### [Activity list]
a. In the text on federal child support guidelines, how are section 7 expenses generally shared between parents?
b. Pick up the text on federal child support guidelines after its final line and keep writing.

### [Page text]
What to Know: Federal Child Support Guidelines
A look at the Federal Child Support Guidelines
It is always a helpful tactic by parents going through a divorce to minimize future conflict. That means proactively defining what expectations are regarding both children and money. It also helps to know what the current Federal Child Support Guidelines are.
This is a conversation that should be had with your mediator. Your Fairway Divorce Solutions mediator will encourage both sides to discuss their expectations towards Federal Child Support.
There are a few other things that they will want to hammer out as well. Tax implications for children and the process to review child support are a few. The management of costs for extraordinary expenses and medical conditions, should they occur. Life insurance to support the children should one of the parents pass on. And, lastly, the saving for children’s future education.
Defining Federal Child Support
This is where having a detailed resolution plan comes into play. The more detailed your plan, the less likely you will have a future conflict regarding these specific circumstances. Here is a notable quote regarding that Federal Child Support:
“The Federal Child Support Guidelines identify broad categories of child related expenses that might not be considered part of your monthly child support payment.”
The expenses referred to in the Federal Child Support Guidelines are often referred to as “section 7 expenses.” Expenses cover a portion or all of the costs of child care. There are a few things to take into consideration that can determine the inclusion or exclusion of a section 7 expense.
This can include the necessity of the expense to the well-being of the child. It can also include the reasonableness of the expense when compared with the financial resources of the parent as well as the spending patterns of the family prior to the separation.
These expenses are generally shared in proportion to each of the parent’s incomes and are adjusted for spousal support.
The categories of section 7 expenses as outlined by the Federal Child Support Guidelines:
- Child care expenses incurred as a result of the custodial parent’s employment, illness, disability or training for employment
- That portion of the medical and dental insurance premiums attributable to the child
- Health-related expenses that exceed insurance reimbursement by at least $100 annually, including orthodontic treatment; professional counseling provided by a psychologist, social worker, psychiatrist, or any other person; physio-, occupational, or speech therapy; and prescription drugs, hearing aids, glasses and contact lenses
- Extraordinary expenses for primary or secondary school education, or for any other education programs that meet the child’s particular needs
- Expenses for post-secondary education
- Extraordinary expenses for extracurricular activities.

### [Dataset excerpts]
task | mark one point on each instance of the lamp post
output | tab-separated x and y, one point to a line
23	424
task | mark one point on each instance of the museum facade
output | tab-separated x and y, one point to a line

### [Solved tasks]
a. In proportion to each parent's income, adjusted for spousal support.

b.
In the province of Alberta, the Maintenance Enforcement Program (MEP) has recently changed how it enforces certain types of extraordinary child-related expenses. Generally, the MEP has interpreted and enforced payment of expenses based on general statements. Identify these changes in a written agreement, or court order.
With the recent changes, MEP now requires more detailed information. These changes enforce section 7 expenses that are clearly identified in the agreement/order.
Examples under section 7
For example, if the agreement/order only provides a general category for “post-secondary education” and does not specifically identify tuition, books, room and board, and student union fees as a section 7 expense, MEP will only enforce the tuition and books. The agreement/order may also only provides a broad category for “hockey,” or “art classes,” without further direction MEP may enforce any expense related to this activity.
When determining the proportional share for child care, you should identify any tax benefits and subsidies available to the parent who is incurring the expense. You should also identify the effect of these benefits on the amount owed by the other parent.
Without this clarity, you may be paying the incorrect amount towards your childcare obligations. To better understand the tax implications of child care, you may require assistance from an accountant, or a Certified Divorce Financial Analyst (CDFA). Many Fairway Divorce Solutions mediators also carry the CDFA designation.
Identifying Financial Expectations
Take the time to identify the financial expectations of your co-parent as this is more important than ever. Your parenting plan should describe expectations regarding who will administer the payment. It should also cover when a verbal agreement is sufficient when it is necessary to have written agreements. It should also specify when to develop specific budgets for sports equipment, and maybe when it will be necessary to provide receipts as proof of payment.
When reviewing extraordinary expenses, your Fairway Divorce Solutions mediator will work with you to uncover your expectations regarding these expenses and develop processes for co-parents to review future expenses when they occur.